====== Excerpt provided

Three possibilities come to mind:
Is there an evolutionary purpose?
Does it arise as a consequence of our mental activities, a sort of side effect of our thinking?
Is it given a priori (something we have to think in order to think at all)?
EDIT: Thanks for all the responses! Just one thing I saw come up a few times I’d like to address: a lot of people are asking ‘Why assume this?’ The answer is: it’s purely rhetorical! That said, I’m happy with a well thought-out ‘I dispute the premiss’ answer.
Confabulation.
Look at split-brain patients: divide the corpus callosum down the middle, and you effectively have two separate brains that don’t communicate. Tell the half without the speech centre to perform some random task, then ask the other one why they did that - and they will flat-out make up some plausible sounding reason.
And the thing is, they haven’t the slightest idea that it isn’t true. To them, it feels exactly like freely choosing to do it, for those made up reasons.
Bits of our brains make us do stuff for their own reasons, and we just make shit up to explain it after the fact. We invent the memory of choosing, about a quarter of a second after we’ve primed our muscles to carry out the choice.
I think a chunk of this comes down to our need to model the thoughts of others (incredibly useful for social animals) - we make everyone out to be these monolithic executive units so that we can predict their actions, and we make ourselves out to be the same so we can slot ourselves into that same reasoning.
Also it would be a bit fucking terrifying to just constantly get surprised by your own actions, blown around like a leaf on the wind without a clue what’s going on, so I think another chunk of it is just larping this “I” person who has a coherent narrative behind it all, to protect your own sanity.
There was a relevant post on Lemmy the other day:
The origin and nature of existence is an epistemological black hole that some people like to plug with “a wizard god did it”.
The sensation of free will is an emergent property of a lack of awareness of the big stuff, the small stuff, the long stuff, and the short stuff.
I like to look at the illusion of free will as if you’re falling down a pit. You can try to flap your arms or swim, and maybe move yourself a little bit, but at the end, you’re still falling down.
Warning, I came up with this while very high one time, lol, but it’s kind of stuck with me:
Consciousness is a 4-dimensional construct living in a 3-dimensional world. What we experience as the passage of time is just our consciousness traveling/falling along the surface of the 4-dimensional plane/shape that defines our existence.
Feel free to poke all the holes you want in that. lol
There is an old Taoist story about two people floating down a river. One has already decided where he wants the river to take him and is constantly swimming against the current to try to get there, the other just floats along taking in the sights.
They both end up wherever the river takes them, and they both went through the same obstacles and rapids, but when asked how the trip was, one of them is complaining about the whole trip being frustrating and exhausting, while the other had a pleasant time and tells you all about the amazing things they saw on the way.
Couldn’t it also be argued that our lack of awareness of the big stuff also leaves open the possibility of free will?
On a sufficiently large billiards table, it does become hard to prove that some balls don’t spontaneously sink themselves.

============
====== Data extracts

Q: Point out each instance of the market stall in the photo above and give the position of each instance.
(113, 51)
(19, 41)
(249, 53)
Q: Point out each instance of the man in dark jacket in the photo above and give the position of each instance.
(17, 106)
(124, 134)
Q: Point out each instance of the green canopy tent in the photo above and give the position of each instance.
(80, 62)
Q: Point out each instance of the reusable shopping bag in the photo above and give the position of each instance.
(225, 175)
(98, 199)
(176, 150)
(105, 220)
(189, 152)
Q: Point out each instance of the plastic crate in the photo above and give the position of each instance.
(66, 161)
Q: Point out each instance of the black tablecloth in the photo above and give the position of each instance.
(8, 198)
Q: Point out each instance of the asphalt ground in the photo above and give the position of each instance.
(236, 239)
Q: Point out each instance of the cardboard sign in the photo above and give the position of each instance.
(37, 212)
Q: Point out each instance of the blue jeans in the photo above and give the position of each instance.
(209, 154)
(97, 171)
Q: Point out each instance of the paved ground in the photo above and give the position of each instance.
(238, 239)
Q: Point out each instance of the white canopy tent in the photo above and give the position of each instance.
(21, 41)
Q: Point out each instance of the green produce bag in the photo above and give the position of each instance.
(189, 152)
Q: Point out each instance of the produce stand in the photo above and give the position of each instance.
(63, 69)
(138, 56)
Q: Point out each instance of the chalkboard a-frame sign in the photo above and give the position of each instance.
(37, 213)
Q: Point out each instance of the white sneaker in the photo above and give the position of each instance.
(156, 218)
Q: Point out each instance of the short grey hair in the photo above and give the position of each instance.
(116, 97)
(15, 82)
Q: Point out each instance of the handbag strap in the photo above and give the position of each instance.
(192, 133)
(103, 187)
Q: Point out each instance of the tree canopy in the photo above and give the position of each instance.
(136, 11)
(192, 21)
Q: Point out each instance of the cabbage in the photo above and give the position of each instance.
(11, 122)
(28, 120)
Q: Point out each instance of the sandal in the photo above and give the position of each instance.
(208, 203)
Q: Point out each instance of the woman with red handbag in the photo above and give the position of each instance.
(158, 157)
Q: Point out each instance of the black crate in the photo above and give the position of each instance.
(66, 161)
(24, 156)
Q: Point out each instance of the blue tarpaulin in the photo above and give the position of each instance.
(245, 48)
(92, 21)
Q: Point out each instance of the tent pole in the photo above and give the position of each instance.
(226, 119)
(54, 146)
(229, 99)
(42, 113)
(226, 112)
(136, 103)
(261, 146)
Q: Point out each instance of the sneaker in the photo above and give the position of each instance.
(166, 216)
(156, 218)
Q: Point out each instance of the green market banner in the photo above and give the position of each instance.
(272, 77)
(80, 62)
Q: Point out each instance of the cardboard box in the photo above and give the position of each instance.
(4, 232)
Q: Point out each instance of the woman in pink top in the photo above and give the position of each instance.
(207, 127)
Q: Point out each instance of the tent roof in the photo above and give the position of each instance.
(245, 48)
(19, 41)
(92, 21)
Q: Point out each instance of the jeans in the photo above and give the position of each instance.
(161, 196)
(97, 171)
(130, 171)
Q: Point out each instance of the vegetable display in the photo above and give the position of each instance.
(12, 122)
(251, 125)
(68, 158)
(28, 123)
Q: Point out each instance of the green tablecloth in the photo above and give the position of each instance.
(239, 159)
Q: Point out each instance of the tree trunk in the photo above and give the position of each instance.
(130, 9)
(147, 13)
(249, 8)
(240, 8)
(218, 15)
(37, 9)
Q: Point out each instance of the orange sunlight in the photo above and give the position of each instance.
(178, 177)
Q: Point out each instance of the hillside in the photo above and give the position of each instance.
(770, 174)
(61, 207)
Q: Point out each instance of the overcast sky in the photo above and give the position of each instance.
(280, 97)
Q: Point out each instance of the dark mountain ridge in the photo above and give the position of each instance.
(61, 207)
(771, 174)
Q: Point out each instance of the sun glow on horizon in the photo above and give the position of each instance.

============

- _What you need to do_:
a - Say whether each statement agrees with the free will thread, answering yes or no and quoting the exact words that decide it. (i) In the split-brain case, the half with the speech centre is the one told to perform the task. (ii) In the Taoist story, both people end up wherever the river takes them. (iii) The memory of choosing is invented about a quarter of a second after the muscles are primed.
b - In the free will thread, what is divided down the middle to produce split-brain patients?
c - Copy the passage of the free will thread starting with "And the thing" and going on through "made up reasons.".
Base your work solely on the free will thread.

- _Responses per task_:
a -
(i) No: "Tell the half without the speech centre to perform some random task"
(ii) Yes: "They both end up wherever the river takes them"
(iii) Yes: "We invent the memory of choosing, about a quarter of a second after we’ve primed our muscles to carry out the choice."

b - The corpus callosum.

c -
And the thing is, they haven’t the slightest idea that it isn’t true. To them, it feels exactly like freely choosing to do it, for those made up reasons.